==== RECORD SET
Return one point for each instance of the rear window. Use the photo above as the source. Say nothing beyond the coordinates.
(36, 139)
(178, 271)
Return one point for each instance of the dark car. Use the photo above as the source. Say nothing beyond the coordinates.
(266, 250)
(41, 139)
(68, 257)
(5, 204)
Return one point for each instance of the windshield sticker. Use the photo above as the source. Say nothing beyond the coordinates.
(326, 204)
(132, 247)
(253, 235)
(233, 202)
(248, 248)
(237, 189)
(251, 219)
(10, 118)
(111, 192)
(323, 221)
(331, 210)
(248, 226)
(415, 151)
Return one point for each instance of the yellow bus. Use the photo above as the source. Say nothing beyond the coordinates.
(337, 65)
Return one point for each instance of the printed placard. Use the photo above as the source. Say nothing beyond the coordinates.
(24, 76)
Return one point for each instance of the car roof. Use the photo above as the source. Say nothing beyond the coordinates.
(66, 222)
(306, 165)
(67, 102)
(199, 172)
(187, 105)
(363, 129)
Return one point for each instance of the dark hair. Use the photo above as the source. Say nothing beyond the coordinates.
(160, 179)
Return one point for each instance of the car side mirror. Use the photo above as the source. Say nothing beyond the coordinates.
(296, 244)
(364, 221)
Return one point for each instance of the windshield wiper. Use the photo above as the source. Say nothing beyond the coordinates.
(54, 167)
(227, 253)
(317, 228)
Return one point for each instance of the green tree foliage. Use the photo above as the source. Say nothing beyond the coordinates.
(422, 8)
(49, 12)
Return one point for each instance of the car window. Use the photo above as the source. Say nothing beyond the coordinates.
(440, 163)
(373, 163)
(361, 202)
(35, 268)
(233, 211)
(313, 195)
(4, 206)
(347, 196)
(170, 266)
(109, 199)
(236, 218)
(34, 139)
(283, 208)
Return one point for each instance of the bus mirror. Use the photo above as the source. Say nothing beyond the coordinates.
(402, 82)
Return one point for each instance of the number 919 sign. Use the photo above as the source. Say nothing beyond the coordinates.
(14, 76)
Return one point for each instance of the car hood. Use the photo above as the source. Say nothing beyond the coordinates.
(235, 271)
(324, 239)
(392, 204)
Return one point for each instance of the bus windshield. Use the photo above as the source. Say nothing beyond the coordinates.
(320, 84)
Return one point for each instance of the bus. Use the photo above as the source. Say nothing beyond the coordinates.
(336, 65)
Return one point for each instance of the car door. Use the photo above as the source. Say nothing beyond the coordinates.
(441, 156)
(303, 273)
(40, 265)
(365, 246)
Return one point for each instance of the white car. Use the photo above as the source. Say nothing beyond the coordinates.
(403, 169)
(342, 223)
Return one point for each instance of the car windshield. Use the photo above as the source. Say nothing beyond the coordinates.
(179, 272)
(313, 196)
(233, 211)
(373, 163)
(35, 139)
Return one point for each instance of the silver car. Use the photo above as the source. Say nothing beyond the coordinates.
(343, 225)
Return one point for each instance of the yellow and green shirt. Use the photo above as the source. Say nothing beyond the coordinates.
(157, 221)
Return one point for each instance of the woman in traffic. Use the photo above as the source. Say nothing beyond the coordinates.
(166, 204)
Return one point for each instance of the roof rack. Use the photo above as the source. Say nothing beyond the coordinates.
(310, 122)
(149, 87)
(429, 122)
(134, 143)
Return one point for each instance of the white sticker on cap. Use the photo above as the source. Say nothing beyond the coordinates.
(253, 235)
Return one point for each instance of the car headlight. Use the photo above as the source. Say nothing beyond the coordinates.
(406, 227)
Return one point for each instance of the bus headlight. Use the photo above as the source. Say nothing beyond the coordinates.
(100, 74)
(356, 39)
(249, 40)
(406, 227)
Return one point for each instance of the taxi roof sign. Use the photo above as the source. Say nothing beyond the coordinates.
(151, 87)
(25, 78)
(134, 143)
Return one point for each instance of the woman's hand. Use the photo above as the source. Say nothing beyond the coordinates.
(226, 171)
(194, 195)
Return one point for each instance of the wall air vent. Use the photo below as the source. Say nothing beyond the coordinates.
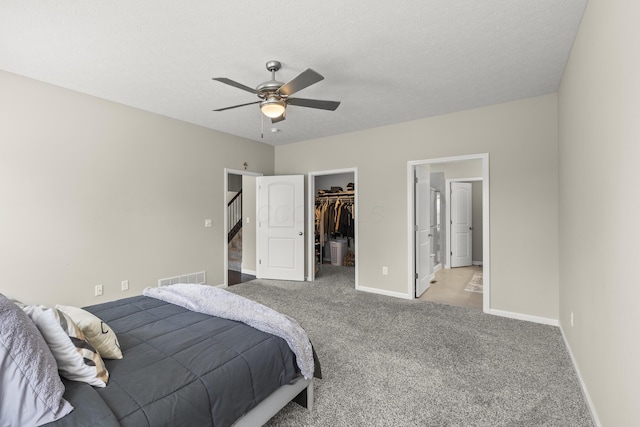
(196, 278)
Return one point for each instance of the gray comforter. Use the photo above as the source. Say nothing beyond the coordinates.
(180, 368)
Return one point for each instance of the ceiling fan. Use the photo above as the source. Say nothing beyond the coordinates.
(275, 95)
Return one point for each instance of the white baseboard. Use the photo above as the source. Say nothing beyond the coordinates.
(527, 317)
(383, 292)
(583, 386)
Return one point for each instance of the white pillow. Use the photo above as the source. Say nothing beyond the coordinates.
(32, 392)
(95, 330)
(77, 359)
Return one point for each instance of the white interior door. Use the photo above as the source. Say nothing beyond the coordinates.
(280, 227)
(461, 224)
(422, 190)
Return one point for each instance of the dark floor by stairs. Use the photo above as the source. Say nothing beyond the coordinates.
(234, 272)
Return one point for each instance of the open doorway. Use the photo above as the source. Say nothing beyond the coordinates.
(333, 226)
(239, 226)
(451, 233)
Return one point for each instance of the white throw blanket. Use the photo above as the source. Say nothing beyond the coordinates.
(221, 303)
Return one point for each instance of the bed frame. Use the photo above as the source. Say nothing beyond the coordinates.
(300, 390)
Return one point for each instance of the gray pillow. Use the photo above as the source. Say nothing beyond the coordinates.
(28, 370)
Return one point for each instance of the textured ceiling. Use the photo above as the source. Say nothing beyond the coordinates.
(387, 62)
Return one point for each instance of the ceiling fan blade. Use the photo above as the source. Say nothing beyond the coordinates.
(278, 119)
(235, 84)
(314, 103)
(236, 106)
(299, 82)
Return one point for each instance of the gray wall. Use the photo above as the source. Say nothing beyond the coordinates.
(521, 138)
(94, 192)
(599, 102)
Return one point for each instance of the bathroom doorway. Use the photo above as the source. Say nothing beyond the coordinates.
(442, 172)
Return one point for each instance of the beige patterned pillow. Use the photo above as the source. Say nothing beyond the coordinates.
(77, 359)
(97, 332)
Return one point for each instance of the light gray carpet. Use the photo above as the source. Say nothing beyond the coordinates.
(393, 362)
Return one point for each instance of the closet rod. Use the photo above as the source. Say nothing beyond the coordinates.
(330, 195)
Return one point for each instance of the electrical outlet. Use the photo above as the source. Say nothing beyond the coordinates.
(572, 319)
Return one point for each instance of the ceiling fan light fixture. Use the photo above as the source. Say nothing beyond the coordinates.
(272, 107)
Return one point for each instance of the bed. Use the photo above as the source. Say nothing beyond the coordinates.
(181, 367)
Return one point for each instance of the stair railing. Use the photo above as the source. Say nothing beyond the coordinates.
(234, 216)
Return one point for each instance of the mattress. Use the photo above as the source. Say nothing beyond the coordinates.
(179, 368)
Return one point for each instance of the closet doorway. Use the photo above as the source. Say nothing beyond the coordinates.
(332, 235)
(444, 171)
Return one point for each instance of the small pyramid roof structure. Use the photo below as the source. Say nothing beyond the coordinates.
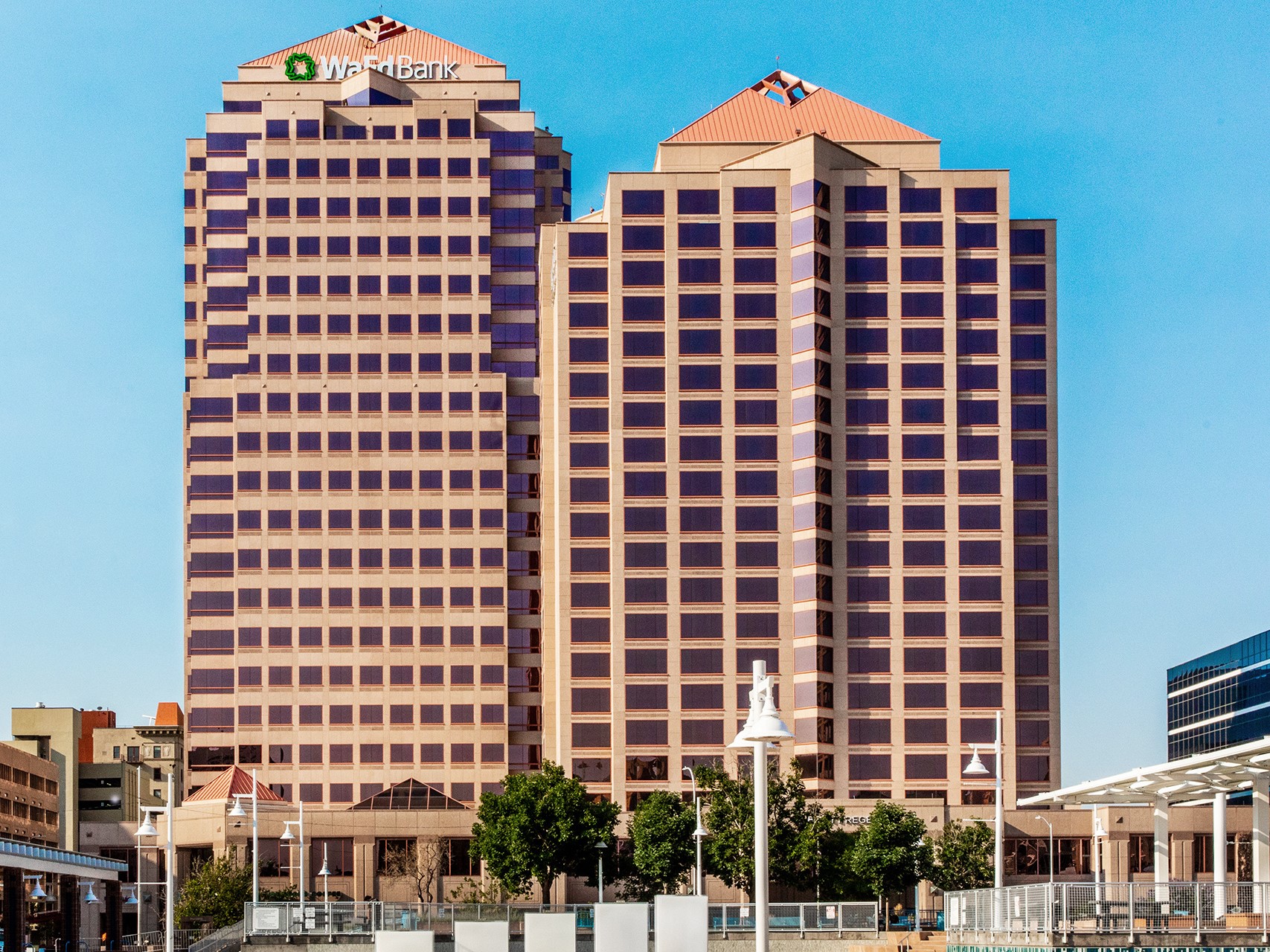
(409, 795)
(783, 107)
(385, 39)
(229, 783)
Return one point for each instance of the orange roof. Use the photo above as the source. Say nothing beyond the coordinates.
(384, 37)
(231, 781)
(754, 116)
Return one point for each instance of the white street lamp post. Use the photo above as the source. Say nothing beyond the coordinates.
(147, 829)
(287, 835)
(325, 878)
(763, 727)
(697, 834)
(255, 837)
(975, 768)
(600, 878)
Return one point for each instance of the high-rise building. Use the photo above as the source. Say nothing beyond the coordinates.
(361, 418)
(799, 405)
(1221, 698)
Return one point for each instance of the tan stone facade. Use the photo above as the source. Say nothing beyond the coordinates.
(361, 422)
(799, 404)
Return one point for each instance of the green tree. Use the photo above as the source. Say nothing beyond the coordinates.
(891, 852)
(963, 856)
(540, 826)
(799, 831)
(215, 891)
(663, 851)
(836, 878)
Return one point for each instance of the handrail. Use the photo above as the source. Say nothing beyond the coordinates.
(286, 919)
(1110, 908)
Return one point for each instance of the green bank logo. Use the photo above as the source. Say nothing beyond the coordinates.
(301, 68)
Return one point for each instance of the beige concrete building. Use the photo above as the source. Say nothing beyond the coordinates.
(158, 749)
(799, 405)
(362, 518)
(798, 393)
(30, 791)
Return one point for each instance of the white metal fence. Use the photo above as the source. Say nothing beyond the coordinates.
(286, 919)
(183, 939)
(1112, 908)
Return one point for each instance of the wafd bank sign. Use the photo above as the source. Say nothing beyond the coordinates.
(303, 68)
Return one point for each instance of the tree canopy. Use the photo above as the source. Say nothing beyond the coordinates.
(540, 826)
(806, 839)
(891, 851)
(215, 891)
(964, 856)
(663, 851)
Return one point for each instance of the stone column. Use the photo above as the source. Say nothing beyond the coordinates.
(1260, 838)
(1161, 849)
(1219, 855)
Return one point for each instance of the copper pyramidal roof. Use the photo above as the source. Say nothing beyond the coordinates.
(229, 783)
(384, 37)
(781, 107)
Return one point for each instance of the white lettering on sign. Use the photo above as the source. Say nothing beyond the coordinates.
(402, 68)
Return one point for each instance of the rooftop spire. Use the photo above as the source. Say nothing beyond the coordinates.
(784, 86)
(377, 28)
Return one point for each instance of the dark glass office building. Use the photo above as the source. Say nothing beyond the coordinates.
(1219, 698)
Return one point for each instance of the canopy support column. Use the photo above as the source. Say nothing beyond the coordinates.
(1260, 837)
(1219, 855)
(1161, 848)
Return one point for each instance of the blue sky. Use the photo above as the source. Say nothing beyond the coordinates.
(1142, 127)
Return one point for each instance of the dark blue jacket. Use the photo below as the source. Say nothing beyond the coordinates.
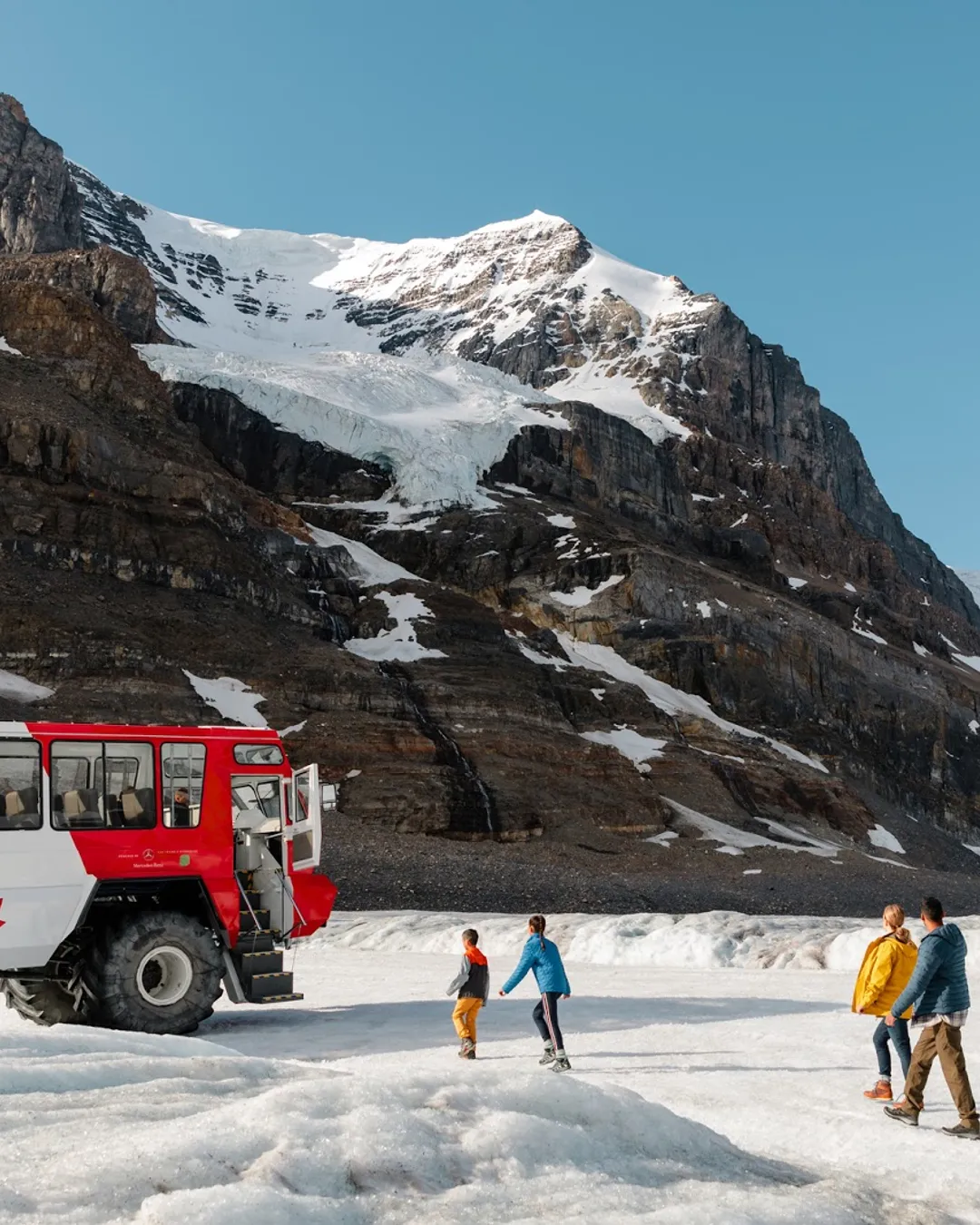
(544, 958)
(938, 984)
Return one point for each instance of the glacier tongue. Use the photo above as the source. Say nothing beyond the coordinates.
(416, 356)
(436, 424)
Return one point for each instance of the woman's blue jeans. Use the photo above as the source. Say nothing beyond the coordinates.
(898, 1035)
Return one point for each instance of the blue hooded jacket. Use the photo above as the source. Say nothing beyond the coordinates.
(544, 958)
(938, 984)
========
- **TASK OBJECTIVE**
Copy, without any change, the lines above from the one containing "Return one point for each instance of the woman's blue" to the end, both ends included. Add nothing else.

- **ANSWER**
Return one point for each instance of the woman's blue jeans. Use the photo above as the source. Say nothing beyond the coordinates.
(898, 1035)
Return one point for each instance of the blue hooded jacket. Use the photo above as the source. Say nothing beyond the coordinates.
(544, 958)
(938, 984)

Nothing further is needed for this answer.